SET PROBLEM. Rewrite the lines starting with the one that contains "Can you spot the brown" and ending with the one that contains "xmin=545 ymin=230 xmax=620 ymax=294", replacing "dry leaf" with "fallen leaf" and leaving everything else unchanged.

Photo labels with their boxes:
☆ ☆ ☆
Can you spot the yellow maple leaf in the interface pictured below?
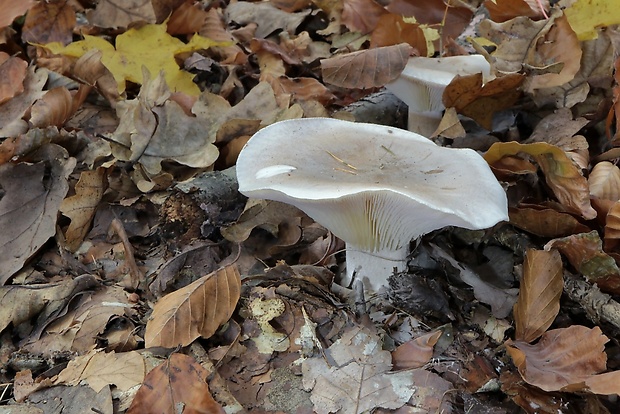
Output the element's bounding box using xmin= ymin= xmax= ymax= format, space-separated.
xmin=564 ymin=0 xmax=620 ymax=41
xmin=43 ymin=23 xmax=228 ymax=96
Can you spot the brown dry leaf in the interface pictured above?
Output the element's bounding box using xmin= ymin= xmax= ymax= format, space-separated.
xmin=0 ymin=66 xmax=47 ymax=138
xmin=127 ymin=353 xmax=225 ymax=414
xmin=321 ymin=43 xmax=411 ymax=89
xmin=30 ymin=86 xmax=81 ymax=128
xmin=60 ymin=168 xmax=107 ymax=251
xmin=22 ymin=1 xmax=76 ymax=45
xmin=533 ymin=28 xmax=614 ymax=109
xmin=0 ymin=52 xmax=28 ymax=105
xmin=603 ymin=201 xmax=620 ymax=252
xmin=86 ymin=0 xmax=155 ymax=27
xmin=55 ymin=350 xmax=146 ymax=392
xmin=341 ymin=0 xmax=388 ymax=34
xmin=0 ymin=0 xmax=35 ymax=28
xmin=24 ymin=284 xmax=134 ymax=356
xmin=110 ymin=73 xmax=218 ymax=180
xmin=484 ymin=141 xmax=596 ymax=220
xmin=545 ymin=230 xmax=620 ymax=294
xmin=220 ymin=200 xmax=305 ymax=243
xmin=166 ymin=0 xmax=207 ymax=35
xmin=484 ymin=0 xmax=549 ymax=23
xmin=144 ymin=266 xmax=241 ymax=348
xmin=370 ymin=13 xmax=428 ymax=56
xmin=480 ymin=13 xmax=582 ymax=92
xmin=0 ymin=144 xmax=76 ymax=285
xmin=192 ymin=82 xmax=287 ymax=147
xmin=513 ymin=249 xmax=564 ymax=342
xmin=392 ymin=330 xmax=442 ymax=370
xmin=225 ymin=1 xmax=311 ymax=39
xmin=506 ymin=325 xmax=609 ymax=392
xmin=302 ymin=327 xmax=417 ymax=414
xmin=386 ymin=0 xmax=473 ymax=50
xmin=508 ymin=207 xmax=590 ymax=237
xmin=443 ymin=73 xmax=525 ymax=130
xmin=199 ymin=8 xmax=248 ymax=65
xmin=588 ymin=161 xmax=620 ymax=201
xmin=0 ymin=275 xmax=97 ymax=331
xmin=271 ymin=0 xmax=313 ymax=13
☆ ☆ ☆
ANSWER FOR THE TASK.
Can you spot the brown fallen leaf in the interface pictured above?
Output the element's bounding box using xmin= ymin= xmax= ymax= format, space-separated.
xmin=0 ymin=66 xmax=47 ymax=138
xmin=127 ymin=353 xmax=225 ymax=414
xmin=321 ymin=43 xmax=411 ymax=89
xmin=30 ymin=86 xmax=81 ymax=128
xmin=60 ymin=168 xmax=107 ymax=251
xmin=22 ymin=1 xmax=76 ymax=45
xmin=533 ymin=28 xmax=614 ymax=109
xmin=0 ymin=52 xmax=28 ymax=105
xmin=603 ymin=201 xmax=620 ymax=252
xmin=86 ymin=0 xmax=155 ymax=27
xmin=55 ymin=350 xmax=146 ymax=392
xmin=341 ymin=0 xmax=388 ymax=34
xmin=0 ymin=0 xmax=35 ymax=28
xmin=24 ymin=284 xmax=134 ymax=356
xmin=110 ymin=73 xmax=218 ymax=180
xmin=484 ymin=141 xmax=596 ymax=220
xmin=545 ymin=230 xmax=620 ymax=294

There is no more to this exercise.